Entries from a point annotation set
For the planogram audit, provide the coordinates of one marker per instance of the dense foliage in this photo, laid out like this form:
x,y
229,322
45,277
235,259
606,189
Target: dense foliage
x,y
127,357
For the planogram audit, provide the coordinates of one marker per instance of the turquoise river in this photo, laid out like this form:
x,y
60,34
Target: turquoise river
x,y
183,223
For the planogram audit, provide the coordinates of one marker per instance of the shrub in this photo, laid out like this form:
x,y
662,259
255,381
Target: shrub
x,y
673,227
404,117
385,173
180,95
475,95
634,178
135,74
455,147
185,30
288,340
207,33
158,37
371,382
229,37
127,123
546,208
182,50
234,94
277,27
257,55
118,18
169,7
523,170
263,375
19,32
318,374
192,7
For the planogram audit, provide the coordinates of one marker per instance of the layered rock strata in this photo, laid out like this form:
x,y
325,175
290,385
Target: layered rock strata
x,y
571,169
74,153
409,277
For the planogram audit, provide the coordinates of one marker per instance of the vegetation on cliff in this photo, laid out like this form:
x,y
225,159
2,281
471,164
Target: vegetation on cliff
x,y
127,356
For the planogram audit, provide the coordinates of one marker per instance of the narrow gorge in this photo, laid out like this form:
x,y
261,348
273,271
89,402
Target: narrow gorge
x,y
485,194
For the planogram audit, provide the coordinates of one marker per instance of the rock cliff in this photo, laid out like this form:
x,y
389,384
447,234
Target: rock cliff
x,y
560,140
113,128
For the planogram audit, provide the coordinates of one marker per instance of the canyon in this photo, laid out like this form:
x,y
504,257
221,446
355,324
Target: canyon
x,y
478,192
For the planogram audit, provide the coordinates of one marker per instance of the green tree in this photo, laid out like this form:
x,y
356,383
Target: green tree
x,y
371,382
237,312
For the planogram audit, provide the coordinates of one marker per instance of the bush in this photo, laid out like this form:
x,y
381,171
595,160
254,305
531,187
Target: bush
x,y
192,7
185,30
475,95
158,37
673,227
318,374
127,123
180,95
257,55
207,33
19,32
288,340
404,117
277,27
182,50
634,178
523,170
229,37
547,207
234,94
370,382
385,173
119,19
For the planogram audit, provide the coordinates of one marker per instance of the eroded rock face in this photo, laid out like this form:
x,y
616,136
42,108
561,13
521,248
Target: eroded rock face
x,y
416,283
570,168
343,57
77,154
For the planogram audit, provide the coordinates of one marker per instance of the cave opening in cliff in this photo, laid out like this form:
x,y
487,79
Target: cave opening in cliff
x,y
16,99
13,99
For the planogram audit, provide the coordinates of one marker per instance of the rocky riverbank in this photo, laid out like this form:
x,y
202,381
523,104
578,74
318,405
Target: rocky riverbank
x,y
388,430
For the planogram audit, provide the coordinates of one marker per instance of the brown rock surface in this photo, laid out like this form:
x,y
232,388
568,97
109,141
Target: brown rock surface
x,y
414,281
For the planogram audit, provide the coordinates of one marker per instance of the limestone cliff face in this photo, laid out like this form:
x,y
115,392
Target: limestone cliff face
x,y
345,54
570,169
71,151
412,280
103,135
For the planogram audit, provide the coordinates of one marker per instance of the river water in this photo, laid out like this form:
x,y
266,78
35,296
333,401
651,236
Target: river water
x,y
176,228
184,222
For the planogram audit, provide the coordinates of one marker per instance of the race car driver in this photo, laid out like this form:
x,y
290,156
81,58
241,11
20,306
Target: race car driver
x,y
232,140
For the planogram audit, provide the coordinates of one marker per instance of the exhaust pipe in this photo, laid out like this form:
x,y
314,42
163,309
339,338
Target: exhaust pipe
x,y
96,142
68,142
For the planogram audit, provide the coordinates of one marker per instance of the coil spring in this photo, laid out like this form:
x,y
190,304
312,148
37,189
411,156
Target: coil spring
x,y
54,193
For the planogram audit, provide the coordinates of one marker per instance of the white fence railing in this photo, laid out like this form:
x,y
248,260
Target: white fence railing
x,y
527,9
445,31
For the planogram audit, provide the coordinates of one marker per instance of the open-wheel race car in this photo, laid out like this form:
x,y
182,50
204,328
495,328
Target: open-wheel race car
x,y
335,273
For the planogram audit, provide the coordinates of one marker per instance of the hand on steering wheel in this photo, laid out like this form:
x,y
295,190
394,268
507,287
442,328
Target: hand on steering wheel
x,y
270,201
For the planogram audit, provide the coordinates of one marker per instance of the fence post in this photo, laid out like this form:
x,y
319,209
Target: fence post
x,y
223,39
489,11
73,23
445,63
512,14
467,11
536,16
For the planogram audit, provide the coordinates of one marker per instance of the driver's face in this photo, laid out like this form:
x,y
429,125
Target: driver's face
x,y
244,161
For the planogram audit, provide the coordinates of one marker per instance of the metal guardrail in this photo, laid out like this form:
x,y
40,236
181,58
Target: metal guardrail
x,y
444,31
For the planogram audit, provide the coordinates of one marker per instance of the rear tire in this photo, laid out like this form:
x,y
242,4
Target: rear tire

▸ Problem details
Can you format every line of all the items above as a JSON list of strings, one string per line, with blank lines left out?

▸ Exercise answer
[
  "For the planogram audit, provide the coordinates of one marker per instance of the dense foliage in this photo, laid out like this form:",
  "x,y",
  "229,322",
  "45,277",
  "235,259",
  "606,189",
  "Target: dense foliage",
  "x,y",
  "127,357",
  "For the planogram audit, provide the coordinates of one marker per instance of the turquoise river in this photo, laid out like this form:",
  "x,y",
  "60,34",
  "Target: turquoise river",
  "x,y",
  "183,223",
  "For the planogram audit, provide the coordinates of one marker per instance of the shrub in this photo, laid out like this form:",
  "x,y",
  "662,259",
  "255,381",
  "Target: shrub",
  "x,y",
  "673,227",
  "404,117",
  "385,173",
  "180,95",
  "475,95",
  "634,178",
  "135,74",
  "455,147",
  "185,30",
  "288,340",
  "207,33",
  "158,37",
  "371,382",
  "229,37",
  "127,123",
  "546,208",
  "182,50",
  "234,94",
  "277,27",
  "257,55",
  "118,18",
  "169,7",
  "523,170",
  "263,375",
  "19,32",
  "318,374",
  "192,7",
  "For the planogram audit, provide the coordinates of one marker per instance of the layered rock strata in this photo, laid out like this form:",
  "x,y",
  "325,175",
  "290,385",
  "Target: layered rock strata",
  "x,y",
  "571,169",
  "74,153",
  "409,277",
  "For the planogram audit, provide the coordinates of one marker per instance of the vegetation on cliff in this photo, laid out like this form:",
  "x,y",
  "225,159",
  "2,281",
  "471,164",
  "Target: vegetation on cliff",
  "x,y",
  "127,356",
  "For the planogram audit, provide the coordinates of one marker per instance of the narrow gorge in this photo, laid out like this form:",
  "x,y",
  "261,348",
  "273,271",
  "89,402",
  "Target: narrow gorge",
  "x,y",
  "485,194",
  "For the planogram audit, provide the coordinates of one marker per instance of the rock cliff in this photo, laid out like this form:",
  "x,y",
  "389,384",
  "447,234",
  "Target: rock cliff",
  "x,y",
  "560,140",
  "113,128",
  "For the planogram audit, provide the coordinates of one marker per instance of the canyon in this photo, laid out like this form:",
  "x,y",
  "504,257",
  "221,446",
  "355,324",
  "Target: canyon",
  "x,y",
  "478,192",
  "For the planogram audit, provide the coordinates of one marker per instance of the green tree in this photo, laid out like this form:",
  "x,y",
  "356,383",
  "Target: green tree",
  "x,y",
  "371,382",
  "237,312",
  "For the planogram audit, provide the coordinates of one marker per instance of the bush in this photo, laid out like this form:",
  "x,y",
  "381,171",
  "595,160",
  "254,305",
  "531,187",
  "Target: bush",
  "x,y",
  "192,7",
  "185,30",
  "475,95",
  "158,37",
  "673,227",
  "318,374",
  "127,123",
  "180,95",
  "257,55",
  "207,33",
  "19,32",
  "288,340",
  "404,117",
  "277,27",
  "182,50",
  "634,178",
  "523,170",
  "229,37",
  "547,207",
  "234,94",
  "370,382",
  "385,173",
  "119,19",
  "For the planogram audit, provide the coordinates of one marker per instance of the eroded rock face in this photo, laid out like this form:",
  "x,y",
  "616,136",
  "42,108",
  "561,13",
  "521,248",
  "Target: eroded rock face",
  "x,y",
  "416,283",
  "570,168",
  "343,57",
  "77,154",
  "For the planogram audit, provide the coordinates of one marker per instance of the cave opening in cliff in this photo, laid out like this form:",
  "x,y",
  "487,79",
  "Target: cave opening in cliff",
  "x,y",
  "16,99",
  "13,99",
  "For the planogram audit, provide the coordinates of one marker per instance of the rocky riverbank in this photo, laid out like this form:",
  "x,y",
  "202,381",
  "523,104",
  "578,74",
  "318,405",
  "Target: rocky riverbank",
  "x,y",
  "388,430",
  "For the planogram audit, provide the coordinates of one marker per instance of the brown rock surface in this photo, laid out like this form:",
  "x,y",
  "232,388",
  "568,97",
  "109,141",
  "Target: brown rock surface",
  "x,y",
  "414,281",
  "For the planogram audit, provide the coordinates of one marker per instance of the limestone cliff face in this photo, laid out like this form:",
  "x,y",
  "115,392",
  "Target: limestone cliff face",
  "x,y",
  "345,54",
  "570,169",
  "71,151",
  "412,280",
  "103,135",
  "For the planogram audit, provide the coordinates of one marker per instance of the river water in this photo, laid out like this form:",
  "x,y",
  "266,78",
  "35,296",
  "333,401",
  "651,236",
  "Target: river water",
  "x,y",
  "176,228",
  "184,222",
  "For the planogram audit, provide the coordinates of one marker per instance of the race car driver in this photo, laid out like this form:",
  "x,y",
  "290,156",
  "81,58",
  "241,11",
  "20,306",
  "Target: race car driver",
  "x,y",
  "232,140",
  "For the planogram audit, provide the coordinates of one marker per instance of the exhaust pipe in this photo, laid out like this form:",
  "x,y",
  "314,42",
  "163,309",
  "339,338",
  "Target: exhaust pipe",
  "x,y",
  "96,142",
  "68,142",
  "For the planogram audit, provide the coordinates of one marker per instance of the coil spring in this photo, laid out like this form:",
  "x,y",
  "190,304",
  "312,148",
  "37,189",
  "411,156",
  "Target: coil spring",
  "x,y",
  "54,193",
  "For the planogram audit, provide the coordinates of one marker per instance of the white fence railing in this photo, laid out like this form:",
  "x,y",
  "248,260",
  "Target: white fence railing",
  "x,y",
  "527,9",
  "445,31",
  "For the planogram audit, provide the coordinates of one marker per instance of the open-wheel race car in this photo, laid out like this form:",
  "x,y",
  "182,50",
  "204,328",
  "495,328",
  "Target: open-wheel race car",
  "x,y",
  "335,273",
  "For the planogram audit, provide the coordinates of one marker per instance of the hand on steering wheel in this photo, laid out like this form:",
  "x,y",
  "295,190",
  "394,268",
  "507,287",
  "442,328",
  "Target: hand on steering wheel",
  "x,y",
  "270,201",
  "For the planogram audit, provide the coordinates of one marker per instance of the fence post in this photo, laid out like this form:",
  "x,y",
  "319,209",
  "Target: fence post",
  "x,y",
  "223,39",
  "489,11",
  "73,23",
  "445,63",
  "512,14",
  "467,11",
  "536,16",
  "For the planogram audit, provide the coordinates of one marker per instance of the driver's face in this photo, laid out like this form:",
  "x,y",
  "429,125",
  "Target: driver's face",
  "x,y",
  "244,161",
  "For the planogram audit, provide the coordinates of one marker per instance of the metal guardrail in this photo, laid out like this form:",
  "x,y",
  "40,236",
  "181,58",
  "Target: metal guardrail",
  "x,y",
  "444,31",
  "For the planogram audit, provide the coordinates of one marker per instance of the rear tire in this photo, laid out like this form:",
  "x,y",
  "242,4",
  "Target: rear tire"
]